WHAT IS ASKED
Copy the listing below word for word, starting at the line that contains "Each instance of the rocky" and ending at the last line of the listing.

MATERIAL TO PROCESS
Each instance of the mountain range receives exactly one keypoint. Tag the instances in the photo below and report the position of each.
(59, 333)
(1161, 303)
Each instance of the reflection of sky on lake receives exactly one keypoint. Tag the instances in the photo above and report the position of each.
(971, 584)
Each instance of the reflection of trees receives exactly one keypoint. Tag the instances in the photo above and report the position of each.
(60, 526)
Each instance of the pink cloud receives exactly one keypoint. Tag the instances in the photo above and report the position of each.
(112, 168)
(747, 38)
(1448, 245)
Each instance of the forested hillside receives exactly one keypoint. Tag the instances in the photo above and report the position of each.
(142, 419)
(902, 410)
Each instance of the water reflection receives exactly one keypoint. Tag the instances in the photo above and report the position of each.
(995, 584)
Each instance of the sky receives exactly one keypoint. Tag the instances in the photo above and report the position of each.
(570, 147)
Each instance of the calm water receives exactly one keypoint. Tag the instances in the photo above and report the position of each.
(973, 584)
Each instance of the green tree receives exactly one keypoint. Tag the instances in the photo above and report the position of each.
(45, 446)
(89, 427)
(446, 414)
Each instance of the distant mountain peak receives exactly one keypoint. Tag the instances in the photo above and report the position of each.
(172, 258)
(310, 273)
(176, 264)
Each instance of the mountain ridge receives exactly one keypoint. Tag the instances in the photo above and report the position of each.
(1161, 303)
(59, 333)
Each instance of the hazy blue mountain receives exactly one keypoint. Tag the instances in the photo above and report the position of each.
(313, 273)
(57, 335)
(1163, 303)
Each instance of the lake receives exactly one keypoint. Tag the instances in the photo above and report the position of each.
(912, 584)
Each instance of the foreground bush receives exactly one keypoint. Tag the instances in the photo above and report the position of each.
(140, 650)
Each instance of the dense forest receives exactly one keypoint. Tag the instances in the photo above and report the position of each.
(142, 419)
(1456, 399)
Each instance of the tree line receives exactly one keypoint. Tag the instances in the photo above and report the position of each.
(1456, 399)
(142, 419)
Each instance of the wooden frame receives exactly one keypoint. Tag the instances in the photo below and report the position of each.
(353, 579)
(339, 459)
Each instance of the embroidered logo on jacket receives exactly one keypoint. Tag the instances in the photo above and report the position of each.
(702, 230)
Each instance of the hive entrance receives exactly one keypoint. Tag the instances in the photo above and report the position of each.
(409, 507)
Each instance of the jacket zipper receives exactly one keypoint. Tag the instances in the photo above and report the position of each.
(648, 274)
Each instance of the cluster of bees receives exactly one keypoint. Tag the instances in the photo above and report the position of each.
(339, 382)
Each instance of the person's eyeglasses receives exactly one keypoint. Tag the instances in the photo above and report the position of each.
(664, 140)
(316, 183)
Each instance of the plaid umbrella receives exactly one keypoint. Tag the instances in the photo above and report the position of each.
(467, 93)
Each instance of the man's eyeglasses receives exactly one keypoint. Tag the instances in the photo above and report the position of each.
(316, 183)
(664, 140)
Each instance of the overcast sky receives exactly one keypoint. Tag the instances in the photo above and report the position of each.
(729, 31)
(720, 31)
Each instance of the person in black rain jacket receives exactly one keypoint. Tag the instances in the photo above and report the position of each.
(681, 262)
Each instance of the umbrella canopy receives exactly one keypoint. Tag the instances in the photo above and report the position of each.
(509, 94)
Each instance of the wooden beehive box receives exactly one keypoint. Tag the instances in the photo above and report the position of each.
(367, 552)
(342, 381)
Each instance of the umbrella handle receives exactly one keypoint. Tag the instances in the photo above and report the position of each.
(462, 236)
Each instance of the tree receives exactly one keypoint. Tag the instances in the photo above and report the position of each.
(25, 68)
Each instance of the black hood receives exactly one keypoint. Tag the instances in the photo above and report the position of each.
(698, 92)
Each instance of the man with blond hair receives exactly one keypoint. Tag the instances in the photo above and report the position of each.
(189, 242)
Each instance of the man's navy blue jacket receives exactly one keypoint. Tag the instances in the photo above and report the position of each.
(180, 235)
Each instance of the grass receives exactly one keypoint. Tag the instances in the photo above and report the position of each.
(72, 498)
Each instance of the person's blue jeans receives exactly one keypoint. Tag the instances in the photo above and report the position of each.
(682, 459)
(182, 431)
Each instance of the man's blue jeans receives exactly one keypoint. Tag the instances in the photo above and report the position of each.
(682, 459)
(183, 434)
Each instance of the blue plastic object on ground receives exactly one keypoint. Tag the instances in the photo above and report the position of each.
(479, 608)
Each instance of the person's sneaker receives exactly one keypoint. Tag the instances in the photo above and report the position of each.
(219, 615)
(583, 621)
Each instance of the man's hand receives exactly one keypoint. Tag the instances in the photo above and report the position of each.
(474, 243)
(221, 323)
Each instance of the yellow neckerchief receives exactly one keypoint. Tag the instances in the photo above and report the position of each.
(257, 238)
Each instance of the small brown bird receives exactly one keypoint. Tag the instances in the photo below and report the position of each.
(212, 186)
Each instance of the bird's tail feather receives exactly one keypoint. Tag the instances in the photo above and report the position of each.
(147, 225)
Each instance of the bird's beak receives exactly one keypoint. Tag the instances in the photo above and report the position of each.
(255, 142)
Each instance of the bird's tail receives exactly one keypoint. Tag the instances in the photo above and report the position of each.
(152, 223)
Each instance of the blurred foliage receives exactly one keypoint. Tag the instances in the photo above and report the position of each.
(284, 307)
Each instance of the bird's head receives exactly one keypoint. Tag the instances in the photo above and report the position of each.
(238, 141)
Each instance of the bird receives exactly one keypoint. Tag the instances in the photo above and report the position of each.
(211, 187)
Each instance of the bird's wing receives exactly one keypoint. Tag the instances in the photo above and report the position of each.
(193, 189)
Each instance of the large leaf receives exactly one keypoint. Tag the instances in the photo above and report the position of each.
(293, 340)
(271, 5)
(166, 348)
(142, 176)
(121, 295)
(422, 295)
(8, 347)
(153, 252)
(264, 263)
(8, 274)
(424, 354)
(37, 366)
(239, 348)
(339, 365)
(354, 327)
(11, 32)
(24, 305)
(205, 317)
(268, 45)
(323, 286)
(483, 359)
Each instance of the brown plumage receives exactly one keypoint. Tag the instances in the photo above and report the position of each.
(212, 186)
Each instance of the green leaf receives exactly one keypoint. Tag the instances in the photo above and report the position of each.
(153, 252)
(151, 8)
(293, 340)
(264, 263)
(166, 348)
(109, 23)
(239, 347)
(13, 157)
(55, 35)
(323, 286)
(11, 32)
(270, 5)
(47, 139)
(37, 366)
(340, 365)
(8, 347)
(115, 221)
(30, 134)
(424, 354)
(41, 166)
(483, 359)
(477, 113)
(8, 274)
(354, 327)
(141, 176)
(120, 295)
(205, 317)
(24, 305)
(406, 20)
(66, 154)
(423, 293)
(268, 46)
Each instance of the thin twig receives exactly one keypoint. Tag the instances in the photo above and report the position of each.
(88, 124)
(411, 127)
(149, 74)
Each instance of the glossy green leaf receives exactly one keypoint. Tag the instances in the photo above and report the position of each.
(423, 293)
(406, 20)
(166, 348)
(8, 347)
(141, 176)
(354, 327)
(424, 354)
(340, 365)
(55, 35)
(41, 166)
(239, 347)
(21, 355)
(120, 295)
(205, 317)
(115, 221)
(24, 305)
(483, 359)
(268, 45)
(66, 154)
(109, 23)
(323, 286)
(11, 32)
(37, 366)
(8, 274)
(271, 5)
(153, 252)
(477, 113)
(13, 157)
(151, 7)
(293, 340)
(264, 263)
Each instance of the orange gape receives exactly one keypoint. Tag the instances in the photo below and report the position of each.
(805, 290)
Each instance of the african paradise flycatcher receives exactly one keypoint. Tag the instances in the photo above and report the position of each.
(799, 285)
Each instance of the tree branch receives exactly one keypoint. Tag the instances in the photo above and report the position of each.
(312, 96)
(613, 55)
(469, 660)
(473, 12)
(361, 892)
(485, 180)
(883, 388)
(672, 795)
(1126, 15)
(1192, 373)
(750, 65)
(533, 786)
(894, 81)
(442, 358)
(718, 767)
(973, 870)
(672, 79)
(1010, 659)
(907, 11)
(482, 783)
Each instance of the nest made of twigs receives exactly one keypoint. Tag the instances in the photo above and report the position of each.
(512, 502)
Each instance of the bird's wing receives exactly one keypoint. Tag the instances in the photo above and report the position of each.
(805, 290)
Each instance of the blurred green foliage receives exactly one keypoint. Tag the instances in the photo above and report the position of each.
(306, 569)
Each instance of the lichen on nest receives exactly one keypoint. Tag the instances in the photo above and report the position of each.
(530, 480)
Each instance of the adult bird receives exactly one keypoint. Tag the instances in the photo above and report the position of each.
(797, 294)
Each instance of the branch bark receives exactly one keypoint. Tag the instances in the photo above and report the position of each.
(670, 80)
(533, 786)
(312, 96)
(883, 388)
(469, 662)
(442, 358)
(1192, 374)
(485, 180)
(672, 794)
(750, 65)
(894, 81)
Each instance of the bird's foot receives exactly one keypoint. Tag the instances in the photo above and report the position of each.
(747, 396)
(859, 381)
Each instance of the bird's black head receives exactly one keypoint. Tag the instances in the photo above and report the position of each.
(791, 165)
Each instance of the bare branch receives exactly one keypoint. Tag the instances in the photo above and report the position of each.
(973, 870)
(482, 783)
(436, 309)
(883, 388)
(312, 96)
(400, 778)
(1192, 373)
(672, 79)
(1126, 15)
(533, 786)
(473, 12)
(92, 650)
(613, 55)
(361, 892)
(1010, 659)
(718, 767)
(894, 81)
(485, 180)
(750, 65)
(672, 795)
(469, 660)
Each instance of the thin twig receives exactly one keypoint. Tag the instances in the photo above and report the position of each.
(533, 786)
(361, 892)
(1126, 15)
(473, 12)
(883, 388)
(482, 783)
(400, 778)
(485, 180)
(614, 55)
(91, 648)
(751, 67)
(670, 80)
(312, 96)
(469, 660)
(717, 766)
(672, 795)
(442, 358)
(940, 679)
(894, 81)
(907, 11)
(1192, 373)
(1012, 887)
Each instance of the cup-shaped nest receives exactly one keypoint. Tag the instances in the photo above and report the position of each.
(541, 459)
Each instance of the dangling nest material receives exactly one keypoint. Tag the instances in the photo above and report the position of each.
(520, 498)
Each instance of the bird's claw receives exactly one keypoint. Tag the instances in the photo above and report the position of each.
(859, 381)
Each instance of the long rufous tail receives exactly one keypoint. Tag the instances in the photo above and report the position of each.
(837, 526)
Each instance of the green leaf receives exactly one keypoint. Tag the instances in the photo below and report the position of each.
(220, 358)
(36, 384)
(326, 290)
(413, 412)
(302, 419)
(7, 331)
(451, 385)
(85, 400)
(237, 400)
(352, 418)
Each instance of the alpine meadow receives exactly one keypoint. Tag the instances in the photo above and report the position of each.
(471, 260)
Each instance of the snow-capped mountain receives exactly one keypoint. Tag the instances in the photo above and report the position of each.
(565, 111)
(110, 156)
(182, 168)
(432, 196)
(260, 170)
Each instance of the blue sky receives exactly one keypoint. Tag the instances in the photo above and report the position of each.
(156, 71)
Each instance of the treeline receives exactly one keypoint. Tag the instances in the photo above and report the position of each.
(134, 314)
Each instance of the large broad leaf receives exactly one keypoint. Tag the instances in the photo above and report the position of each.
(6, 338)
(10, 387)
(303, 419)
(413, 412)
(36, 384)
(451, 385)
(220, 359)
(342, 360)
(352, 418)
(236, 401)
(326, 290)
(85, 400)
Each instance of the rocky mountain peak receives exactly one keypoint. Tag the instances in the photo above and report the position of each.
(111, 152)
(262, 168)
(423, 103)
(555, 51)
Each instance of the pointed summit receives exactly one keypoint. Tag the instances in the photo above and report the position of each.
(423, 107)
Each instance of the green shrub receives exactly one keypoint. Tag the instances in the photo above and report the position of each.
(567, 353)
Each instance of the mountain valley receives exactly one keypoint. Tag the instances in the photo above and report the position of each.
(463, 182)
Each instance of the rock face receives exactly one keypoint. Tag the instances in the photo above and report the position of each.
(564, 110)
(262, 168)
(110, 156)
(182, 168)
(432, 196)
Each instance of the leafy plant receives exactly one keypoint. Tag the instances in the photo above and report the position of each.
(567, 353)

RESULT BELOW
Each instance of the rocky mountain peak receives exactly one keypoint. Tag the instances in the photo above and report the position of each.
(111, 152)
(262, 168)
(423, 103)
(555, 51)
Each instance of the pointed summit receives exactly one keypoint. Tag the instances in the photo above and report the position of each.
(423, 107)
Each instance of the green shrub receives exactly one keypoint. Tag the instances in the photo above and report the position of each.
(567, 353)
Each instance of the mountain valley receives exactly one keypoint. Tag the instances in the photo above and report the position of each.
(463, 182)
Each instance of the rock face receives exactly one keypoint. Tag the instances in the photo above and report the position of each.
(564, 110)
(262, 168)
(110, 156)
(182, 168)
(432, 196)
Each instance of the leafy plant receives exactly one keypoint. Tag the instances in the photo above and report the position of each.
(567, 353)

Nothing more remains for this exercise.